-- Lines of data --
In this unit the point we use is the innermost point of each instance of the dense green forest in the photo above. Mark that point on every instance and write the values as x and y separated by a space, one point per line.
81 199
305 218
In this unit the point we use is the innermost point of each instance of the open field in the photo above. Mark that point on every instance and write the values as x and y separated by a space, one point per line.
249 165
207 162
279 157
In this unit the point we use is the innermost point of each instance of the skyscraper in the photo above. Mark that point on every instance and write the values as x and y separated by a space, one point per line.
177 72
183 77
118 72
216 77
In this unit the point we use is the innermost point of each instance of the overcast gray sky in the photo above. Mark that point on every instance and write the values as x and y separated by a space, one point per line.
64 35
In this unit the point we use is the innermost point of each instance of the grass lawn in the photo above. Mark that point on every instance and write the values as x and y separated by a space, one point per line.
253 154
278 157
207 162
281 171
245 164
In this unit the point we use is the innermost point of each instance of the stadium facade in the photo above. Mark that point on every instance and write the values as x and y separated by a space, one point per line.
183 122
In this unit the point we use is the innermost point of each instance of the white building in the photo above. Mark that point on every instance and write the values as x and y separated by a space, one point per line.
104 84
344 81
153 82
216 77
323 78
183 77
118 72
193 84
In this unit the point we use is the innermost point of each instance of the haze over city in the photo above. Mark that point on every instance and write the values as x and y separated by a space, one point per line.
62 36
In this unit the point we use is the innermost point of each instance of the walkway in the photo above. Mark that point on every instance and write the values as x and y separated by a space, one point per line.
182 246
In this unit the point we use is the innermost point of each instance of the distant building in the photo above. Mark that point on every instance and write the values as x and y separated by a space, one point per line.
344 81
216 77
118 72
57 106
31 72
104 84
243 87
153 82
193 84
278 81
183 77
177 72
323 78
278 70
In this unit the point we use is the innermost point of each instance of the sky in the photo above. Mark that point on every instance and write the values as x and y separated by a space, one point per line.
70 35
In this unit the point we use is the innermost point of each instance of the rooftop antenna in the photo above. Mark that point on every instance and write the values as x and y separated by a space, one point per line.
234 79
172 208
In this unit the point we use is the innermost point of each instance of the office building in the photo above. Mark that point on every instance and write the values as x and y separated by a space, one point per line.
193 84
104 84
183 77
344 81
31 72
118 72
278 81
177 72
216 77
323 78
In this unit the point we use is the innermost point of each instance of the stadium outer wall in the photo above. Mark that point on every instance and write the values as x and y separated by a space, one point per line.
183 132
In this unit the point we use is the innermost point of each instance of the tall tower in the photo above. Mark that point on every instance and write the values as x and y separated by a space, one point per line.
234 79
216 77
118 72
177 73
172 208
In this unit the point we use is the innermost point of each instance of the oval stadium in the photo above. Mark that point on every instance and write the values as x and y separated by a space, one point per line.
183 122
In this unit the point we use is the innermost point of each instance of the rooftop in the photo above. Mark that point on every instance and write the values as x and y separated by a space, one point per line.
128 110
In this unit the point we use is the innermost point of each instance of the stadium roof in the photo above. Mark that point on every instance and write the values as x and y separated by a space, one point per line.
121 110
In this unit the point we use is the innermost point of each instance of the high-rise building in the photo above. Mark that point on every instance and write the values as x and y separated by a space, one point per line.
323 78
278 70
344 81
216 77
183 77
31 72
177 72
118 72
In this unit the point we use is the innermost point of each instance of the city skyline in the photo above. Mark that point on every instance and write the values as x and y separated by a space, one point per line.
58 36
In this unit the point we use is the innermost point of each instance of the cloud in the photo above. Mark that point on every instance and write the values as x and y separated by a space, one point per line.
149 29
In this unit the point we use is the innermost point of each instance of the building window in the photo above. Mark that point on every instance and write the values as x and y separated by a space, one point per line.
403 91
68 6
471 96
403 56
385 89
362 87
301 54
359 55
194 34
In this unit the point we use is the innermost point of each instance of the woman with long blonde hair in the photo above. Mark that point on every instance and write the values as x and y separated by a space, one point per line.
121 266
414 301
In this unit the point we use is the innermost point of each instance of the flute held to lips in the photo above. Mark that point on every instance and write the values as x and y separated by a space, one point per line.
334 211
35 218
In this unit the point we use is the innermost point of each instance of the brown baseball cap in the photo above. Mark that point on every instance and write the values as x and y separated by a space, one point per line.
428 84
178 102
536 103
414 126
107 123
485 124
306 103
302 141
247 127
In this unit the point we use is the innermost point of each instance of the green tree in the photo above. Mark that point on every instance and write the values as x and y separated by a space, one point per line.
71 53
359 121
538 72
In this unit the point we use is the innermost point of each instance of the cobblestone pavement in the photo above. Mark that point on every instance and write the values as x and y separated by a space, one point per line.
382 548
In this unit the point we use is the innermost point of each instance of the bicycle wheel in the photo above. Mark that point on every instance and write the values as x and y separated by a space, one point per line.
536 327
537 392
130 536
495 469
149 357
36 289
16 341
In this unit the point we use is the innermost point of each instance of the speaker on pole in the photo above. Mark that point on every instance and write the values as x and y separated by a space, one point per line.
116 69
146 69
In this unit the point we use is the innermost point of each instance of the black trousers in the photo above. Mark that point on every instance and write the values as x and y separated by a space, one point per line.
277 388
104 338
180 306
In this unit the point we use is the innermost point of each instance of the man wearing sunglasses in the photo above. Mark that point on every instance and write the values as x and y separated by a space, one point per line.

-- THE PROBLEM --
Your task is to repeat the data exactly; please include every line.

-- WRITTEN SOLUTION --
In this unit the point we use is the innermost point of each instance of the dense green forest in the photo above. Mark that point on every instance and write the values as x and y separated by a space, one point per line.
81 199
305 218
In this unit the point we use is the innermost point of each instance of the open field in the photo above. Mark that point on every instance and write the values as x and y separated by a space, one point per line.
249 165
207 162
279 157
In this unit the point we use is the innermost point of each instance of the skyscraper in the photo above. Mark that point on every instance and write the values as x and y separated by a space, one point per line.
177 72
183 77
118 72
216 77
In this unit the point we use is the innermost point of each instance of the overcast gray sky in the photo above. Mark that point on every instance and write the values as x and y separated by a space, one point per line.
64 35
In this unit the point we use is the innermost point of each instance of the grass lawn in the photo above. Mark that point on every instance and write the values as x and y separated by a space, one point per line.
253 154
278 157
207 162
281 171
245 164
In this unit the point we use is the innermost point of each instance of the stadium facade in the photo above. Mark that point on every instance and write the values as x and y separated by a space, one point per line.
183 122
In this unit the point we use is the innermost point of each instance of the white building in the photo above. Mark that point on every instance and write the values as x and y separated by a space, one point per line.
104 84
344 81
153 82
216 77
323 78
183 77
118 72
193 84
In this unit the point we use is the innermost point of each instance of the haze over city in the photo above. Mark that point on every instance and write the values as x and y separated by a space, one point per line.
62 36
In this unit the point we use is the innermost point of each instance of the walkway in the photo above. Mark that point on every instance and write the values as x and y separated by a space, one point per line.
182 246
In this unit the point we use is the innermost point of each instance of the distant building in the photo above. Mark that point on every instance and write the values as x and y separated by a space, one point per line.
344 81
216 77
118 72
57 106
31 72
104 84
243 87
153 82
193 84
278 81
183 77
177 72
323 78
278 70
In this unit the point we use is the innermost point of each instance of the sky in the photo above. Mark that point on every instance and write the values as x and y separated by a space, one point per line.
70 35
In this unit the point we use is the innermost point of each instance of the rooftop antenna in the photo above. Mark that point on every instance and write the values as x and y separated by a space, one point per line.
234 79
172 208
In this unit the point we use is the innermost point of each instance of the office building in the photo above. Mark that point on every instance and write the values as x and y separated by a space, one point per line.
193 84
104 84
183 77
344 81
31 72
118 72
278 81
177 72
216 77
323 78
In this unit the point we use is the innermost point of each instance of the stadium outer wall in the photo above. Mark that point on every instance and write the values as x and y separated by a space, one point per line.
183 132
In this unit the point we use is the innermost point of each instance of the tall tower in the photo above. Mark that point on every instance and write the values as x and y separated by a space, one point per line.
234 79
216 77
118 72
177 73
172 208
In this unit the point we use is the innermost point of each instance of the oval stadium in the photo above. Mark that point on every instance and write the values as x and y separated by a space, one point per line.
183 122
In this unit the point we use is the innermost point of each instance of the rooftop in the photo above. Mark that point on every instance and write the values as x and y separated by a space, one point per line.
128 110
In this unit the point we use is the innermost point of each instance of the stadium roof in the photo above. Mark that point on every instance and write the values as x and y separated by a space, one point per line.
121 110
In this unit the point we use is the innermost point of each instance of the high-rise building in the photo above. Mark that point on every instance and write the values as x and y separated by a space, one point per line.
323 78
278 70
344 81
216 77
183 77
31 72
177 72
118 72
In this unit the point we use is the innermost point of each instance of the city skyline in the photo above. Mark that point on every instance and write the values as x and y separated by a space, one point per line.
58 36
In this unit the point we use is the innermost point of each instance of the cloud in the photo above. Mark that point on every instance and write the values as x and y separated by a space, one point per line.
149 29
In this unit the point we use is the innermost point of each instance of the building window in the photo above. Mark that point on every instance and write the values as x and y separated by a space, one point per line.
403 91
68 6
471 96
403 56
385 89
362 87
301 54
359 55
194 34
In this unit the point we use is the innermost point of each instance of the woman with long blonde hair in the photo above. Mark that point on every instance and write the values as x and y separated by a space, one point per line.
121 266
414 301
In this unit the point we use is the innermost point of each instance of the flute held to lips in the photo above. Mark that point on every instance and write the values as x and y separated by a space, one point per line.
334 211
35 218
In this unit the point we use is the innermost point of each instance of the brown baseball cap in the photo above. Mark that point on every instance and write the values as x and y separated by a space, one point per line.
428 84
178 102
536 103
414 126
107 123
485 124
306 103
302 141
247 127
In this unit the point we use is the innermost point of each instance of the green tree in the photo above. Mark that point on every instance and write the values as x and y separated by a space, one point per line.
71 53
359 121
538 72
In this unit the point we use is the innermost point of each instance of the cobblestone pavement in the photo above. Mark that point on every instance and write the values as x and y separated by a space, one point per line.
382 548
In this unit the point we use is the innermost point of each instance of the bicycle wheel in the photo above. Mark that point on every instance and write the values as x and y separated by a space, one point per line.
536 327
537 392
130 536
495 469
149 357
36 289
16 341
In this unit the point we use is the innermost point of each instance of the speaker on pole in the photo above. Mark that point on every instance and write the values as x and y separated by a space, one point per line.
116 69
146 69
In this unit the point we use is the innermost point of each instance of the black trousers in the photo above. Mark that point on every instance and write the values as x and y separated by a space, one point per line.
277 388
104 338
180 306
In this unit the point we use is the innermost point of each instance of the man wearing sunglasses in the photo above. Mark that point on every instance and write the values as x and y separated by a space, one point per line.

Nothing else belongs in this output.